Prompt: Make an exact copy of the entries below with the pictures removed.

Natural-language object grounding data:
----------------------------------------

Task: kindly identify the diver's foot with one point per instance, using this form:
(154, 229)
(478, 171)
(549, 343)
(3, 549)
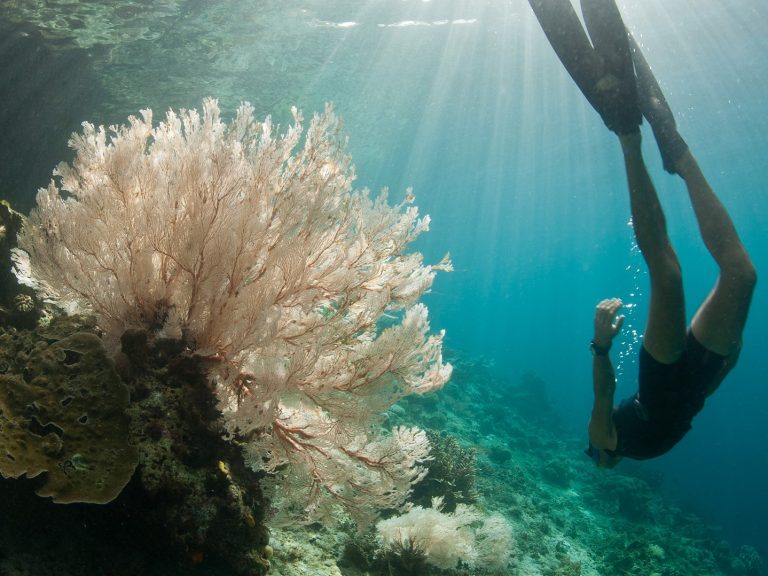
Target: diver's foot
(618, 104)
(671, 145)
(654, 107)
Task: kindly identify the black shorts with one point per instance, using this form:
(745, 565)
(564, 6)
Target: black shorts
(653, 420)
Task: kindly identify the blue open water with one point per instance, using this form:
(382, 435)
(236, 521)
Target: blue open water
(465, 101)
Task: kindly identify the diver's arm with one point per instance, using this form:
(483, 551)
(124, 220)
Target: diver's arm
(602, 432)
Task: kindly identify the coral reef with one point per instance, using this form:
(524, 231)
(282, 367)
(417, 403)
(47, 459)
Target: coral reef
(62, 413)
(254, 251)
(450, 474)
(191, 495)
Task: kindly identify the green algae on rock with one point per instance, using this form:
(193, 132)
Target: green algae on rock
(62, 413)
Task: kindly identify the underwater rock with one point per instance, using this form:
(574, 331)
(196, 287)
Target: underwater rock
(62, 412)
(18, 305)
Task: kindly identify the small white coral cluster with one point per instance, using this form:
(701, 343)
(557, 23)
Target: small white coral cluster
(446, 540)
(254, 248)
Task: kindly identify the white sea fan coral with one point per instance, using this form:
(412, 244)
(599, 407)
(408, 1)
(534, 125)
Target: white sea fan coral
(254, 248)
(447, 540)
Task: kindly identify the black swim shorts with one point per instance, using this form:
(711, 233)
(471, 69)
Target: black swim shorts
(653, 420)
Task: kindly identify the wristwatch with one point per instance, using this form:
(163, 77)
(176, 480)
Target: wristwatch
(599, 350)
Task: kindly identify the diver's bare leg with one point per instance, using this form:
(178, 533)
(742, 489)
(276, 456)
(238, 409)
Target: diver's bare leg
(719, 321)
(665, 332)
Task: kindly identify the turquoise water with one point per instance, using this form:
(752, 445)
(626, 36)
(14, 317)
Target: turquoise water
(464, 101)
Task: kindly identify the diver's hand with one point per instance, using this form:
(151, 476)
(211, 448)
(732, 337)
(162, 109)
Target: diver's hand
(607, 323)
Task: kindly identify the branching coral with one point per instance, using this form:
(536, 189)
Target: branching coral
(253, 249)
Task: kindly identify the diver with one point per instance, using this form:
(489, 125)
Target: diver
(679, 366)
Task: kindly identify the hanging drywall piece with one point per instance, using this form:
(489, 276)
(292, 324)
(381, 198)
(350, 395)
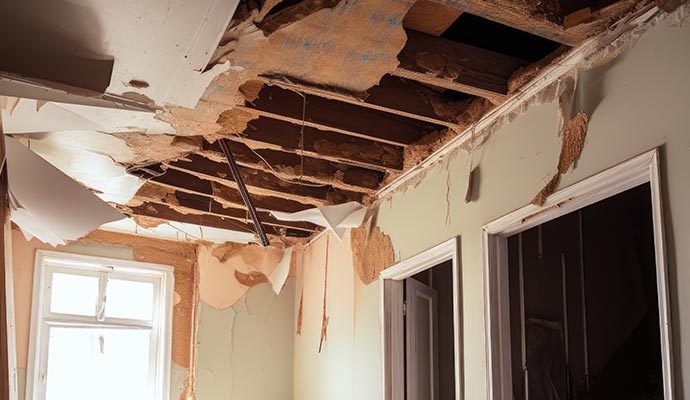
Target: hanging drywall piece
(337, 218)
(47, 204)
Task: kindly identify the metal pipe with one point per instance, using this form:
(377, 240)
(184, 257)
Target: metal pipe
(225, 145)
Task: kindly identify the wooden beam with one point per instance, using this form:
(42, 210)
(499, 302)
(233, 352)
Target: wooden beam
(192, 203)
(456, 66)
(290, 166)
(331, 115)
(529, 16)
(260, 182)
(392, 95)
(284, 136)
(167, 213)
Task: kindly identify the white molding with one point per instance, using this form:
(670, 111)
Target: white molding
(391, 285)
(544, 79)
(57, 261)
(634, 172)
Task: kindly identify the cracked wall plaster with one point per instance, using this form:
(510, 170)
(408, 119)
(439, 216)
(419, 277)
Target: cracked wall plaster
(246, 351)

----------------------------------------

Finished task:
Task: kindly identify the diver's foot with one point per instance, using this form:
(154, 229)
(478, 171)
(549, 343)
(3, 549)
Target: diver's foot
(618, 104)
(671, 145)
(654, 107)
Task: kindly identify the black shorts with one point per instance, using this form:
(745, 565)
(564, 6)
Target: black shorts
(653, 420)
Task: kindly identify the blue open water with one point per instance, using this form:
(382, 435)
(236, 521)
Target: blue open water
(465, 101)
Task: kindly identify the diver's arm with one point per instance, using this form:
(483, 551)
(124, 220)
Target: diver's arm
(602, 432)
Task: kindly identify the coral reef with one point per instance, using this form:
(524, 231)
(282, 367)
(417, 403)
(47, 459)
Target: coral reef
(62, 413)
(254, 251)
(450, 474)
(191, 495)
Task: kindly identify the green algae on rock with one point per instance, using this form:
(193, 132)
Target: green algae on rock
(62, 413)
Task: kindly identify the underwater rock with one point per instance, using this form:
(574, 331)
(196, 287)
Target: underwater rock
(62, 412)
(18, 305)
Task: kindly identify the small white coral cluster with one point per instance, using this form:
(701, 343)
(557, 23)
Target: small white coral cluster
(446, 540)
(254, 248)
Task: kindly identify the white sea fan coral with one point per instance, using this form:
(412, 244)
(599, 407)
(408, 1)
(534, 125)
Target: white sea fan coral
(254, 248)
(447, 540)
Task: kindly identify the black swim shorts with one point per instance, using this form:
(711, 233)
(471, 69)
Target: black swim shorts
(653, 420)
Task: kindly identify the wristwatch with one point per instance, using this form:
(163, 77)
(176, 480)
Target: wristwatch
(599, 350)
Task: kindly identify the diver's bare leg with one point per instance, using this form:
(178, 533)
(742, 489)
(276, 456)
(238, 409)
Target: diver's bare leg
(719, 321)
(665, 332)
Task: kindly identify the turquoise water with one point per instance, using this form:
(752, 445)
(626, 36)
(14, 317)
Target: turquoise water
(464, 101)
Task: kindly identify the diver's hand with one point per instance, using this form:
(151, 476)
(211, 448)
(732, 337)
(162, 109)
Target: diver's hand
(607, 323)
Task: kindly identify the branching coral with one point per instance, using this form:
(536, 189)
Target: branching coral
(253, 249)
Task: kindly identify the diver with one point per instance, using this form:
(489, 125)
Target: diver
(679, 366)
Task: kindly identify the hanging drywall piece with one point per instance, using this form:
(489, 276)
(292, 324)
(381, 198)
(350, 395)
Target: hanging drywall piece
(337, 218)
(47, 204)
Task: kindly identify the metal pipe with one point per instance, using this form:
(377, 240)
(184, 257)
Target: metal pipe
(225, 145)
Task: kindly identify the wooden beam with one point per instance, using this form:
(42, 210)
(499, 302)
(233, 352)
Target: wooden beam
(192, 203)
(456, 66)
(290, 166)
(331, 115)
(529, 16)
(260, 182)
(392, 95)
(284, 136)
(167, 213)
Task: kindly identify the white molding with one point per instance, using this form:
(670, 111)
Target: white molding
(391, 285)
(544, 79)
(57, 261)
(634, 172)
Task: kindly identify the cracked wall plaster with one point per instance, using this form:
(510, 170)
(408, 119)
(439, 216)
(419, 277)
Target: cracked wall plaster
(246, 351)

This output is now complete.